> [What you should do] From the line containing "Point out the jersey collar in this photo." down to the last line of the material, return those lines verbatim and only those.

> [Working data]
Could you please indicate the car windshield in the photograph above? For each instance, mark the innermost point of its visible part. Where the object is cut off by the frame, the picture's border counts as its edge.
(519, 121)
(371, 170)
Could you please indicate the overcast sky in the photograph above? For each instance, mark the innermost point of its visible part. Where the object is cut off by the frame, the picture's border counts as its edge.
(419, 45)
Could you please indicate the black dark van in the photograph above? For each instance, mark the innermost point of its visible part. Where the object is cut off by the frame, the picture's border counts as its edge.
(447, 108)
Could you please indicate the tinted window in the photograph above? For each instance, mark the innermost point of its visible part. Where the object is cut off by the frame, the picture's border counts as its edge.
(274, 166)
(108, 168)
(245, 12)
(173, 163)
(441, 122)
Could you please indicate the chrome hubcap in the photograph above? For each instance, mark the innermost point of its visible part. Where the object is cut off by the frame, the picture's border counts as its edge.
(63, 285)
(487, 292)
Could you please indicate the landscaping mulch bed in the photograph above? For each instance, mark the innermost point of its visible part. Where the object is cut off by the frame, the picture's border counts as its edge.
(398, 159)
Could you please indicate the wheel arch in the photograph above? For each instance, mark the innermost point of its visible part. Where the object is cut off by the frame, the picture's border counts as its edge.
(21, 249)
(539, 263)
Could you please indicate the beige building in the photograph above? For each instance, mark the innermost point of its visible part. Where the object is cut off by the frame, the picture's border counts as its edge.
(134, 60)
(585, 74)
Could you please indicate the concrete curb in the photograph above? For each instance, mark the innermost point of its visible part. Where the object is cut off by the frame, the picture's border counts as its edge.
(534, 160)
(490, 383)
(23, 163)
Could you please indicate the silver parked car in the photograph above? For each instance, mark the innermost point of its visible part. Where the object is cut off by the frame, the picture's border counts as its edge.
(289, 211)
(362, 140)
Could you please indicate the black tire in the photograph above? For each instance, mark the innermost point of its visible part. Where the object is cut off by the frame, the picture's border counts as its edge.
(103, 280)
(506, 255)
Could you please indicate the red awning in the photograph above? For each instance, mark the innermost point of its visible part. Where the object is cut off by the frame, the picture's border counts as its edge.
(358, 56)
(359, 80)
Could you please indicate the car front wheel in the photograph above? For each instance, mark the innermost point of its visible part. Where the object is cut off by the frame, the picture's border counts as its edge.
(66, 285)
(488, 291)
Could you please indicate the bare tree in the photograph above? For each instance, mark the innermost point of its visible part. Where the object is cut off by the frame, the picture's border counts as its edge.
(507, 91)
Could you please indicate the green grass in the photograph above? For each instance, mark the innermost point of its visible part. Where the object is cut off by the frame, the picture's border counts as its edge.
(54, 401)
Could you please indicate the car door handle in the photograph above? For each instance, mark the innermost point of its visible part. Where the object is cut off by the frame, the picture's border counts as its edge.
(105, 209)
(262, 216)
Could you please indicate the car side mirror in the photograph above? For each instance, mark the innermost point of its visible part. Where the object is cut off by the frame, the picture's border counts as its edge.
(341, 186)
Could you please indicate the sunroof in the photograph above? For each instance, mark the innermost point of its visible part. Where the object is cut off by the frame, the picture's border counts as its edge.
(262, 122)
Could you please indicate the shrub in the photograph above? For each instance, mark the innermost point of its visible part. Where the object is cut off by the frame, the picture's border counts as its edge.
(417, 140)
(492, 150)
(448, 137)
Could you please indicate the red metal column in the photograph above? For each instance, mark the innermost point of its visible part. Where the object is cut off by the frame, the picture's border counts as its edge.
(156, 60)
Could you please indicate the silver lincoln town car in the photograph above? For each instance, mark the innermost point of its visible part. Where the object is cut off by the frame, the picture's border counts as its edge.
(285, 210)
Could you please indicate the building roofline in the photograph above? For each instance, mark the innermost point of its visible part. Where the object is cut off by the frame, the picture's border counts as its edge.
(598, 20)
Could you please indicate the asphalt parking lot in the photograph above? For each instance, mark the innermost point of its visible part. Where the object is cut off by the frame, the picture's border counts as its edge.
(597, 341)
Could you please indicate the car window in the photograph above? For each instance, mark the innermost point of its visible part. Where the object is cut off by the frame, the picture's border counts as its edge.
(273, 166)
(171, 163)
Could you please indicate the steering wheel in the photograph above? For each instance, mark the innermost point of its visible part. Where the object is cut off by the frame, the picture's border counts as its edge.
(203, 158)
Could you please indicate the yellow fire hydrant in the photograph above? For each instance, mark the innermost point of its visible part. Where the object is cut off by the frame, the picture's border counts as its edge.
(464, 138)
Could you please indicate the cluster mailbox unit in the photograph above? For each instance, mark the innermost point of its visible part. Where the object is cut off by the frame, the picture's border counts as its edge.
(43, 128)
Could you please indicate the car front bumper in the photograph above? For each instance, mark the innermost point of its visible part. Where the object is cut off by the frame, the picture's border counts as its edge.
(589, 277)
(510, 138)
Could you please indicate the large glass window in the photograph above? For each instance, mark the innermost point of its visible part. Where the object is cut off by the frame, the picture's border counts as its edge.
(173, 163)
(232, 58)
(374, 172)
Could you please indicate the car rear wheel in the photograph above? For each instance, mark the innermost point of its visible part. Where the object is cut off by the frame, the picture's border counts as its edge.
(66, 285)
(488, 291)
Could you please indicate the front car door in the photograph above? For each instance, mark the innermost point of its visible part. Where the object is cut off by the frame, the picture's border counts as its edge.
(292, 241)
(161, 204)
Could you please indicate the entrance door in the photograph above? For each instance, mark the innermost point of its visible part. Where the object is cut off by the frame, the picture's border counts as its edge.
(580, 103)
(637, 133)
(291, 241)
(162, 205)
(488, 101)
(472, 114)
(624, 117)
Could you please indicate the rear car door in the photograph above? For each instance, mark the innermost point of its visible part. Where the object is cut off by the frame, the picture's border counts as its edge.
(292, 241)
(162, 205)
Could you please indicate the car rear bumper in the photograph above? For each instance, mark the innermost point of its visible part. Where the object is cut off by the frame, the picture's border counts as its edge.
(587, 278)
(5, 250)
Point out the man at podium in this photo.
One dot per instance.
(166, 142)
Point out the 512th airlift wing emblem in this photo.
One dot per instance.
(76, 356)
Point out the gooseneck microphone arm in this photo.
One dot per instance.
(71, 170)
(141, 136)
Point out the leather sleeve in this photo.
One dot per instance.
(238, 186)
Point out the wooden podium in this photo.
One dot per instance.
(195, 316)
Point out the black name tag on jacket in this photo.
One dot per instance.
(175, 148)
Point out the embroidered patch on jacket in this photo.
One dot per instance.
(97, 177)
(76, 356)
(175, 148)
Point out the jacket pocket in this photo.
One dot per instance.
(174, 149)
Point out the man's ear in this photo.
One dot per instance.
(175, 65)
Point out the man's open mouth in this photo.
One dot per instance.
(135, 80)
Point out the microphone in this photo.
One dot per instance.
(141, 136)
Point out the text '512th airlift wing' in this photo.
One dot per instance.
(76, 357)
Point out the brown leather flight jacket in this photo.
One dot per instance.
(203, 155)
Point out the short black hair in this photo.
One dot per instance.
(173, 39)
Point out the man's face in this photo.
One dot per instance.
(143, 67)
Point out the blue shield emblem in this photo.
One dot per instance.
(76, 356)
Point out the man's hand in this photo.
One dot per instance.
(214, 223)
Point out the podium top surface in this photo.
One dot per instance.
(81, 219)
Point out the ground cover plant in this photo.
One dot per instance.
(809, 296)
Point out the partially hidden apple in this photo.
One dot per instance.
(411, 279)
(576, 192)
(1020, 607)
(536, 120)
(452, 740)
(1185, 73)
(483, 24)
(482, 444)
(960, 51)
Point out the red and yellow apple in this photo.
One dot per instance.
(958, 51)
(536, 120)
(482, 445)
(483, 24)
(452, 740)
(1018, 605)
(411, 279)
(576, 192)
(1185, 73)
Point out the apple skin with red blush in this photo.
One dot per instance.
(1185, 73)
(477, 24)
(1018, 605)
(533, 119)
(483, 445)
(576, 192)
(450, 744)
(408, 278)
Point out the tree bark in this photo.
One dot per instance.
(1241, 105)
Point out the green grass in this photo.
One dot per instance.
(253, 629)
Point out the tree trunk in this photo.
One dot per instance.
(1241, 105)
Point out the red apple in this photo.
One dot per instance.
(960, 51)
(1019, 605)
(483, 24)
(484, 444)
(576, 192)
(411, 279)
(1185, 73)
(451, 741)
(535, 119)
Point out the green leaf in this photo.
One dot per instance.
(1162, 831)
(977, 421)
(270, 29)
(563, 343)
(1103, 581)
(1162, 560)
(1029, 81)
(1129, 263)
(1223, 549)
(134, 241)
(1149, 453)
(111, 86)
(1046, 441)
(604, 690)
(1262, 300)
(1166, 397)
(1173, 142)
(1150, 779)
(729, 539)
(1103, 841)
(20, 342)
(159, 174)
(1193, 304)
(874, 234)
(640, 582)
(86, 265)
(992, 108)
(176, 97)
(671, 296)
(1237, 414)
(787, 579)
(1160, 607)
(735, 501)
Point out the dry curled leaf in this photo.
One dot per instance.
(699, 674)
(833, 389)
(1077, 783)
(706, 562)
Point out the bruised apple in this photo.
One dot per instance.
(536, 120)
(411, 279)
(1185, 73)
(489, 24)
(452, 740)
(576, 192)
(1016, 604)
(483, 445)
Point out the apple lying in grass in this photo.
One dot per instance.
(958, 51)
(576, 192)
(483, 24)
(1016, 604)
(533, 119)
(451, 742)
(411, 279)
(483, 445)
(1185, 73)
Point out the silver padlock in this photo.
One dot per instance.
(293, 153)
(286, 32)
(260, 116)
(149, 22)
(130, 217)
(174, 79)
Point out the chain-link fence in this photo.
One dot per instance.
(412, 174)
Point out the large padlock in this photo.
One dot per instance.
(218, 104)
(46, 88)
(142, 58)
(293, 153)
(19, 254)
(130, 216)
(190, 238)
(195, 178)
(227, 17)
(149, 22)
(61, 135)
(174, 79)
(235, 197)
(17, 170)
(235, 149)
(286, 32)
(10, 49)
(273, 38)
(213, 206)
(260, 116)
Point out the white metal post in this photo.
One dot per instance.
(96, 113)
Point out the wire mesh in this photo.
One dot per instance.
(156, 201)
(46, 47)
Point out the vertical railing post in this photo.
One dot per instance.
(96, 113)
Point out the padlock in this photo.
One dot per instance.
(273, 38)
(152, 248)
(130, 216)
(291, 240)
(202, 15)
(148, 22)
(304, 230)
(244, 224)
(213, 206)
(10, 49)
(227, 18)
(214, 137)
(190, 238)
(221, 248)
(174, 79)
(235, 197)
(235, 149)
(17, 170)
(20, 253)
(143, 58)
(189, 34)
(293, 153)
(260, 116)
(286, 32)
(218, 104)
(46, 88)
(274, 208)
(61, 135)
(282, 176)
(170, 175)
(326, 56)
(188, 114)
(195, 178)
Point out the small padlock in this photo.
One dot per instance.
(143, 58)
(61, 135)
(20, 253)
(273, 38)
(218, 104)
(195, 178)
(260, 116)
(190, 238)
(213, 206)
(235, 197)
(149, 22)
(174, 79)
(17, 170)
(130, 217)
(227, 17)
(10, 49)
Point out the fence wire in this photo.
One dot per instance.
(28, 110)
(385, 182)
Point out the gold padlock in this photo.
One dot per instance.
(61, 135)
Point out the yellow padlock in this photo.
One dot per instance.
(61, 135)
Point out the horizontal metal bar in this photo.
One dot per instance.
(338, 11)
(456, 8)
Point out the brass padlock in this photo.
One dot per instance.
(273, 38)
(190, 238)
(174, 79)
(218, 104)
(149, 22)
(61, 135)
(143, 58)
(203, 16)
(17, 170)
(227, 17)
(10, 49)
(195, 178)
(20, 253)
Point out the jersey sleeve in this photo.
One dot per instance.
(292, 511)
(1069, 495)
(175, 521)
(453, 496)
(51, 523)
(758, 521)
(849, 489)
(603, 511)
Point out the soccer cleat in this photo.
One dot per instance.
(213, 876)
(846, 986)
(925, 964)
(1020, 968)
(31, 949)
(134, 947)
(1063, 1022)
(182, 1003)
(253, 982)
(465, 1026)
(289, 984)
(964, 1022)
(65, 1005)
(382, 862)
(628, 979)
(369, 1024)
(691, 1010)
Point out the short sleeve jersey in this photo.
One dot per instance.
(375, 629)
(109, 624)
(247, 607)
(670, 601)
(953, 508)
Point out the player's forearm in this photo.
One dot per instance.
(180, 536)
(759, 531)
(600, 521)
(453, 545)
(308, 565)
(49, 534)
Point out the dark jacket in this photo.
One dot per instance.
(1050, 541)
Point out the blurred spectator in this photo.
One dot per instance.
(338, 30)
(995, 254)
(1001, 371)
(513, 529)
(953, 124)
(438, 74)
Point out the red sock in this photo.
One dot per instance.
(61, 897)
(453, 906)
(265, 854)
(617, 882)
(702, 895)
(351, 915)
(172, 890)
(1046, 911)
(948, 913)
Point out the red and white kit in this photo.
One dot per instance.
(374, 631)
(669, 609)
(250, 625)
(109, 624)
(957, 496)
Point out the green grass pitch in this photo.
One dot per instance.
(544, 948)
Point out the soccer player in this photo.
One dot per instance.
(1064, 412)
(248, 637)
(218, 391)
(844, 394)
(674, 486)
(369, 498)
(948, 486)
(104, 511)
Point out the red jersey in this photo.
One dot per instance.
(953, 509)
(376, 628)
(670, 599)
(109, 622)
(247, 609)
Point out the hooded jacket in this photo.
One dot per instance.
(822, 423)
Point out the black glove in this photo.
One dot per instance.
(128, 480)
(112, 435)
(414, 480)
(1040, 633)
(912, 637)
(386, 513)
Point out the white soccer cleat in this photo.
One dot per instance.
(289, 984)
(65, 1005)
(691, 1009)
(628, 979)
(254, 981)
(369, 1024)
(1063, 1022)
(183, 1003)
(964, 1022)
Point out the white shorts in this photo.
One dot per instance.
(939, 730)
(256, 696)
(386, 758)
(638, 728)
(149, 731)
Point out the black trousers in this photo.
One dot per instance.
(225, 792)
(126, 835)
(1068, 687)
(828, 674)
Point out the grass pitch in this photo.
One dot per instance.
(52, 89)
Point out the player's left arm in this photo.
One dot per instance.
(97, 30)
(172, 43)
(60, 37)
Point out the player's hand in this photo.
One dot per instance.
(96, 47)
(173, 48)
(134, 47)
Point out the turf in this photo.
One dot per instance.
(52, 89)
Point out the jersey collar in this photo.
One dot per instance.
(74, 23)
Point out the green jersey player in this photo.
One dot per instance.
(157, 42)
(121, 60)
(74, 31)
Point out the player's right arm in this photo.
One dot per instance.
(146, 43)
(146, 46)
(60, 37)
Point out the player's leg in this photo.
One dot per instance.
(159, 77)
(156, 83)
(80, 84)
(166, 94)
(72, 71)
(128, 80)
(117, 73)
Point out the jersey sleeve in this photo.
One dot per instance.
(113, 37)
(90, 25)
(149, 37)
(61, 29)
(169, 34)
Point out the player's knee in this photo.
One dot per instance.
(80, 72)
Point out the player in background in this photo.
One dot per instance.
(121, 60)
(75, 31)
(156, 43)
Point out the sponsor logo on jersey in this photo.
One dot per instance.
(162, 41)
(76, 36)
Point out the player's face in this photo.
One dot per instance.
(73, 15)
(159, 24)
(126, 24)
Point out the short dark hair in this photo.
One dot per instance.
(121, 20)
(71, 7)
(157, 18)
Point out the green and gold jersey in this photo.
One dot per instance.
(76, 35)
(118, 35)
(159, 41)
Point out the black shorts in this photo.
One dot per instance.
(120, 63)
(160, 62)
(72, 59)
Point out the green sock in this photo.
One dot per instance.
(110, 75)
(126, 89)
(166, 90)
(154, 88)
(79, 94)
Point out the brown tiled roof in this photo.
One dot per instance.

> [Response]
Point out the jersey collar in this photo.
One dot per instance.
(74, 23)
Point out the green jersey player in this photo.
One dot per instance.
(157, 42)
(121, 60)
(74, 31)
Point out the player's right arm in this photo.
One dot per instance.
(146, 43)
(146, 46)
(60, 37)
Point out the player's leg in this photo.
One dot per instance.
(159, 77)
(156, 83)
(80, 84)
(166, 94)
(72, 71)
(128, 80)
(117, 73)
Point out the jersey sleeve in this photo.
One dot per instance.
(113, 37)
(90, 25)
(149, 37)
(61, 29)
(169, 34)
Point out the player's knee in this photo.
One dot per instance.
(80, 72)
Point out the player in background in this photo.
One dot per instance.
(121, 60)
(75, 31)
(156, 43)
Point out the sponsor logo on jersey in this photo.
One dot per instance.
(162, 41)
(76, 36)
Point out the player's face in this photo.
One dot per instance.
(73, 15)
(159, 24)
(126, 24)
Point out the short dark hair in this photo.
One dot per instance.
(121, 20)
(71, 7)
(157, 18)
Point out the green and gold jersey in this photo.
One dot per instance.
(76, 35)
(118, 35)
(159, 41)
Point out the black shorts in this photo.
One dot per instance.
(120, 63)
(160, 62)
(72, 59)
Point out the green sock in this photo.
One dot per instance.
(110, 75)
(126, 89)
(166, 90)
(154, 88)
(79, 94)
Point out the brown tiled roof in this photo.
One dot per instance.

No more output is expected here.